• _GOAL_
Convert all the lines of the material into a numbered list, skipping any blank lines. Leave the pictures out of your answer.

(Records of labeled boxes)

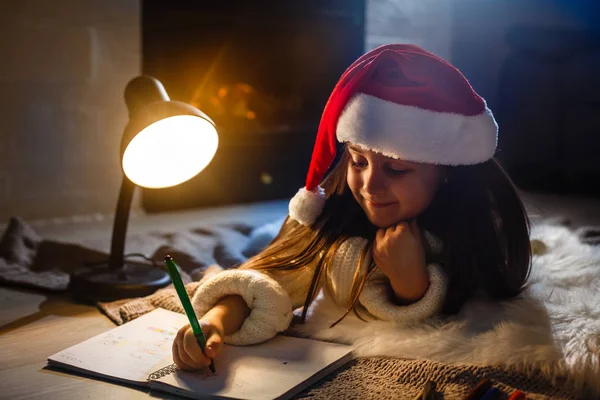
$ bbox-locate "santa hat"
[289,44,498,226]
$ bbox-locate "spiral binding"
[148,364,179,381]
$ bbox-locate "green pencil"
[165,256,216,374]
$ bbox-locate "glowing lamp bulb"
[123,115,219,189]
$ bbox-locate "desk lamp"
[69,76,218,302]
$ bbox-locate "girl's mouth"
[365,199,396,208]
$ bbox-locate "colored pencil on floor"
[508,390,527,400]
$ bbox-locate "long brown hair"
[241,146,531,323]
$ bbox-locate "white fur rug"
[293,225,600,397]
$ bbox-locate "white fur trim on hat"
[336,93,498,165]
[289,186,325,226]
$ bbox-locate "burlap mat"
[99,282,584,400]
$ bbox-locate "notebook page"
[150,336,352,400]
[48,308,188,383]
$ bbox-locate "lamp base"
[69,261,171,303]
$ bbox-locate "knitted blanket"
[0,219,600,399]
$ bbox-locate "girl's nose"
[363,168,386,195]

• _RESULT_
1. $ bbox-locate "santa hat"
2. [289,44,498,226]
3. $ bbox-locate "spiral binding"
4. [148,364,179,381]
5. $ bbox-locate "green pencil"
6. [165,256,216,374]
7. $ bbox-locate "glowing lamp bulb"
8. [123,115,219,189]
9. $ bbox-locate "desk lamp"
10. [69,76,218,302]
11. $ bbox-locate "girl's mouth"
12. [365,199,396,208]
13. $ bbox-locate "colored pencil on floor"
14. [508,390,527,400]
15. $ bbox-locate "long brown hair"
16. [241,146,531,323]
17. $ bbox-locate "white fur rug"
18. [293,225,600,397]
19. $ bbox-locate "white fur trim on hat"
20. [336,93,498,165]
21. [289,186,325,226]
22. $ bbox-locate "burlap mat"
23. [99,282,584,400]
24. $ bbox-locate "notebook page"
25. [150,336,352,400]
26. [48,308,188,383]
27. $ bbox-locate "lamp base"
28. [69,261,171,303]
29. $ bbox-locate "knitted blanket"
30. [0,219,600,399]
31. $ bbox-locate "girl's nose"
32. [363,168,386,195]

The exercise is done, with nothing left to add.